Please scale every line below by rewriting it in full, multiplying each coordinate in the answers by 1.5 and rounding to the nearest whole number, with halves rounded up. Leave the pictures out of your reply.

__________

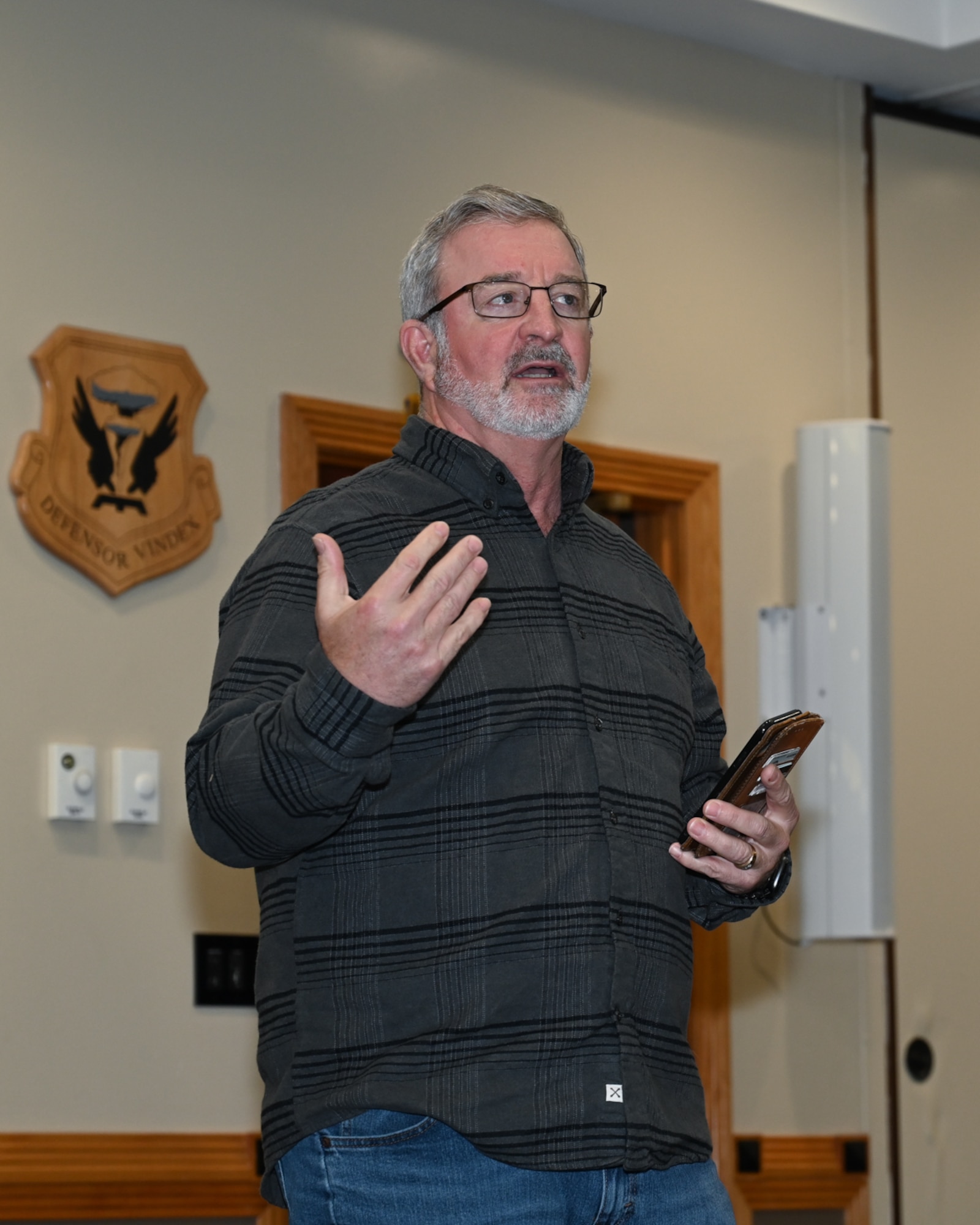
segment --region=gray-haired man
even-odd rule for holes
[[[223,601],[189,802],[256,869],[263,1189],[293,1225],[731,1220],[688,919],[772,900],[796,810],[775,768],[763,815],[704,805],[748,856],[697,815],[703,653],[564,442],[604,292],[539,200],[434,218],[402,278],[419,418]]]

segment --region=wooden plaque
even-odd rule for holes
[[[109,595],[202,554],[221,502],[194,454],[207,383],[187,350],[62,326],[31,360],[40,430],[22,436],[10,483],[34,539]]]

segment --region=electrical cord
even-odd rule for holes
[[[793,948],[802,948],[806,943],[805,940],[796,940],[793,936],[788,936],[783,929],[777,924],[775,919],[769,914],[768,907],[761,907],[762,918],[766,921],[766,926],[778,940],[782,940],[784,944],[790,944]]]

__________

• [SOLUTION]:
segment --region=gray-haired man
even-odd rule for holes
[[[335,902],[284,1203],[384,1304],[395,1784],[440,1838],[1097,1830],[1032,1379],[1158,1350],[1194,1215],[1163,1152],[1145,1223],[1056,1208],[1122,1284],[1046,1223],[1055,980],[846,663],[906,438],[809,300],[651,327],[603,417],[629,627]]]

segment --region=wooden plaque
even-odd rule for holes
[[[164,893],[303,831],[332,753],[291,681],[311,575],[281,525],[93,489],[47,540],[60,645],[33,654],[15,725],[51,809]]]

segment --region=electrical cord
even-odd rule for holes
[[[1190,1422],[1203,1422],[1209,1415],[1208,1410],[1194,1410],[1190,1404],[1182,1404],[1175,1394],[1166,1386],[1163,1379],[1154,1371],[1152,1361],[1142,1361],[1143,1377],[1149,1382],[1149,1389],[1167,1410],[1173,1410],[1176,1416],[1185,1416]]]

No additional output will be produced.